• _WRITTEN TASK_
Reproduce each line of the material below word for word, changing nothing.

####

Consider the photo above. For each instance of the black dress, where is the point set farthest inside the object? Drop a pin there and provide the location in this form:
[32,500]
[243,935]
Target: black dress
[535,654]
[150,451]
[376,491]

####

• _WORKED SOLUTION_
Consider the photo above. For each instance of the black dress, where is the point set farthest inside the object? Drop a pin there and provide the location in this form:
[32,500]
[243,935]
Target: black dress
[535,654]
[150,451]
[376,491]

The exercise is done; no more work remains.